* Aim
From the listing below, return the lines from the one containing "Pick out the white column" through the one containing "Target: man wearing eyeglasses", both included, copied verbatim.

* Data for this exercise
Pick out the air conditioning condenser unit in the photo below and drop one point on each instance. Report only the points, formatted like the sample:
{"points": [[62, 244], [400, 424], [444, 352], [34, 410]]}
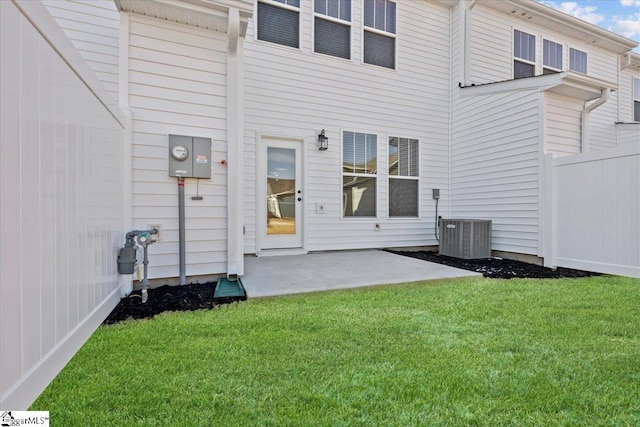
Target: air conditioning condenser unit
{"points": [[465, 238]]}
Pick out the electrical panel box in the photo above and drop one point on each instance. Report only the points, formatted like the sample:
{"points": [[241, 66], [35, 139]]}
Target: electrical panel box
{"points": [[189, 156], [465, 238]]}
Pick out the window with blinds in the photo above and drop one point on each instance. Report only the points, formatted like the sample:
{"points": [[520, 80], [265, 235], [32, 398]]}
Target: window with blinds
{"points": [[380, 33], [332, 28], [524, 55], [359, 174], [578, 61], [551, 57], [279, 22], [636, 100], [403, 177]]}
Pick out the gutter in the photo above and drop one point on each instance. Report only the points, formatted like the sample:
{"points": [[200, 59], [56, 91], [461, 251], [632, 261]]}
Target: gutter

---

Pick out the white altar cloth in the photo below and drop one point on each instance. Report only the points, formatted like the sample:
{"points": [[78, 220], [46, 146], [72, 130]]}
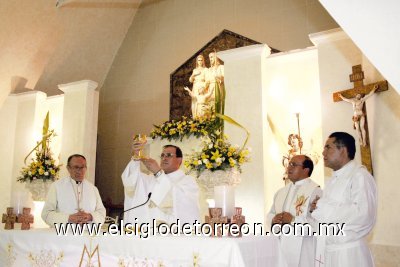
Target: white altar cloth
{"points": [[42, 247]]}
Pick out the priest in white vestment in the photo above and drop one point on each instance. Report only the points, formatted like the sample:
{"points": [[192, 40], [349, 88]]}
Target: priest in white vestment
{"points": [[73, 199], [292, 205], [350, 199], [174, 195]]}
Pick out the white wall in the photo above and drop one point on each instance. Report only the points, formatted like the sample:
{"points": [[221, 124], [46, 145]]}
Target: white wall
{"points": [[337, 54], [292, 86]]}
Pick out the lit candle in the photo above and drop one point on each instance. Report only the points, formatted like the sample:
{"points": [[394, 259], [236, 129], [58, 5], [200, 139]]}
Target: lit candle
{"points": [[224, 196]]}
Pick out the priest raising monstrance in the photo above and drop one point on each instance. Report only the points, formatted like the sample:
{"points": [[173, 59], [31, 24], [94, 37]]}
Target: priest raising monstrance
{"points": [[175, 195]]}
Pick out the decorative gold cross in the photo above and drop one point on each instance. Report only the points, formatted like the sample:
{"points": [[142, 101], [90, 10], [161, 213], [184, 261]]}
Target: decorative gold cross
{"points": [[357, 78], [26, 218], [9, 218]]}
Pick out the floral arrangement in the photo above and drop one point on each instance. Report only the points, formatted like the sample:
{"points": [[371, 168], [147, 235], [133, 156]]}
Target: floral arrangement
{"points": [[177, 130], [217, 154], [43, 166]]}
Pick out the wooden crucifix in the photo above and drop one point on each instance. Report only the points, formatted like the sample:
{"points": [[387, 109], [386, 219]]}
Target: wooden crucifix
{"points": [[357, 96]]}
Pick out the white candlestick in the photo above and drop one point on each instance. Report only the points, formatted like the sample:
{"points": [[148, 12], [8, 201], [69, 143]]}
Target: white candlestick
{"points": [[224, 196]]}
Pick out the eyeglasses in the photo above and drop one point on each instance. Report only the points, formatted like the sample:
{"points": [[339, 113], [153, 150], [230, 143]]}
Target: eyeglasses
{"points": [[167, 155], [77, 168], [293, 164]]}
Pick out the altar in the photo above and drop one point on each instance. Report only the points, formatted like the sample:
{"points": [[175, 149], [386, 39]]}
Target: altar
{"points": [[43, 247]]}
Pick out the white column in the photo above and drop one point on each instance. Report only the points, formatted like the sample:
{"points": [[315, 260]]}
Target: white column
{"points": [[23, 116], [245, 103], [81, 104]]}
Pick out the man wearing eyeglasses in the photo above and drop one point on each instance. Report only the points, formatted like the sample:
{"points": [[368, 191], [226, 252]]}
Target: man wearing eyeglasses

==

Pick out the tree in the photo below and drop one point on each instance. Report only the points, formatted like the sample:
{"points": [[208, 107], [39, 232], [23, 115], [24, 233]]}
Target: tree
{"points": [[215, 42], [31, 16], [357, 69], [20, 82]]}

* Response below
Pick out the white column in the photo above and drop one point on each instance. Report only the points, formatted like the sample:
{"points": [[315, 260]]}
Target: white column
{"points": [[23, 116], [245, 103], [81, 104]]}
Pick out the man wearing eyeglasses in the photo above and drop one point on each instance. Report only the points, formatted like the sample:
{"points": [[368, 191], [226, 252]]}
Target: man wearing eyeglasses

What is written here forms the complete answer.